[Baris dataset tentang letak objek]
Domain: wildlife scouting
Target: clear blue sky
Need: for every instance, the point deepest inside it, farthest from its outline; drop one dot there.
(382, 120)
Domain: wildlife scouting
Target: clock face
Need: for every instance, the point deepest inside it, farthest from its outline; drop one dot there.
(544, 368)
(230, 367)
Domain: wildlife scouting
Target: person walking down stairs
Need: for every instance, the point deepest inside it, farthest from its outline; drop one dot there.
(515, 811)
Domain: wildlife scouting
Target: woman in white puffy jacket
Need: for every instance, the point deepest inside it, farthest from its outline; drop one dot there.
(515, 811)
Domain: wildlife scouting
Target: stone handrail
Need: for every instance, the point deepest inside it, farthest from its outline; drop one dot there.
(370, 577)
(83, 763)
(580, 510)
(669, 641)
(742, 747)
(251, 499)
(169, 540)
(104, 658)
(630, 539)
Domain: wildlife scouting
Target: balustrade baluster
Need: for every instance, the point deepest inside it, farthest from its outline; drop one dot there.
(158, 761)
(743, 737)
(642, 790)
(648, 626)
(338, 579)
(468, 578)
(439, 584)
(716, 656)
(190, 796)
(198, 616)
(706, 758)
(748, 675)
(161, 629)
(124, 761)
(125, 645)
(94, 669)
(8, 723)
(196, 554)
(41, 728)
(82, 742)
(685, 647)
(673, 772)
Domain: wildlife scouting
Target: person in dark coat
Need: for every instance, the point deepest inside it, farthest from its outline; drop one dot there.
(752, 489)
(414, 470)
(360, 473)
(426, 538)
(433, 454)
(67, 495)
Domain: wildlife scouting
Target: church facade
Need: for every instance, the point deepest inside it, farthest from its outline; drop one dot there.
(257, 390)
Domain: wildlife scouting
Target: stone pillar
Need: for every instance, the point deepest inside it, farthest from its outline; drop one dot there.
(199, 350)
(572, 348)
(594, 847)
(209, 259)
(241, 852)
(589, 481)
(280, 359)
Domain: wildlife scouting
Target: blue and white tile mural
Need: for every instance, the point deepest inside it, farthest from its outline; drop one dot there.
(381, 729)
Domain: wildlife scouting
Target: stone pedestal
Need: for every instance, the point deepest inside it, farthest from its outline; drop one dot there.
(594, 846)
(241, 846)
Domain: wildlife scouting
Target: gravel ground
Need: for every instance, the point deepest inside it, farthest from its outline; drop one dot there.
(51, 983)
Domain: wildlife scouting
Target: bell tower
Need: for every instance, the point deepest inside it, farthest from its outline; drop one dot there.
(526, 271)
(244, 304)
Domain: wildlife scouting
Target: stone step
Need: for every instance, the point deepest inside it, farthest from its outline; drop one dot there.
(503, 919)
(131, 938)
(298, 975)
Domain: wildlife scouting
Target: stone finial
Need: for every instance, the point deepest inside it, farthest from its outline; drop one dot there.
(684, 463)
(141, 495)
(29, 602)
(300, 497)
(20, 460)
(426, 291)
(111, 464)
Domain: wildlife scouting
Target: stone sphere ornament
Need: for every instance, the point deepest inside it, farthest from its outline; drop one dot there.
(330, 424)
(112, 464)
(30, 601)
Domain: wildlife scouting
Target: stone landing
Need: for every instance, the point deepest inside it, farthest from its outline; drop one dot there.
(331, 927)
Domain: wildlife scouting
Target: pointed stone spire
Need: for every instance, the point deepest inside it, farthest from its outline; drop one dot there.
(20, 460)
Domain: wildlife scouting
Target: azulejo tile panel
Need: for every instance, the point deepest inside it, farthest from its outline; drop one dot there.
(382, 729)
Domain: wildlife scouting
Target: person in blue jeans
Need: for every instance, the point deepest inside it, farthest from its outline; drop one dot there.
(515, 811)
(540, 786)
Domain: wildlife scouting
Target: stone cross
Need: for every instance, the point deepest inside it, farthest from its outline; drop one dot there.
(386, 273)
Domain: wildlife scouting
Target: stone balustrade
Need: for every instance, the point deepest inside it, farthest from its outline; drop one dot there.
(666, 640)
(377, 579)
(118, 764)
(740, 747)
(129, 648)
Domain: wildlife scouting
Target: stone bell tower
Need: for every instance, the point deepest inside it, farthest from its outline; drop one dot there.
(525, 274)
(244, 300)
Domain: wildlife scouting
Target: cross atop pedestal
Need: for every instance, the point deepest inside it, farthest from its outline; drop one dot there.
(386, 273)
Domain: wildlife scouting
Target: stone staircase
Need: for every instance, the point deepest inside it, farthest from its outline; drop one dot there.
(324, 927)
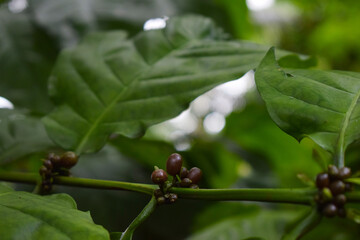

> _YANG HARUS DIKERJAKAN_: Berapa baris dalam entri yang memuat kata "person"? Sebutkan jumlahnya saja.

> _JAWABAN TERTULIS_: 3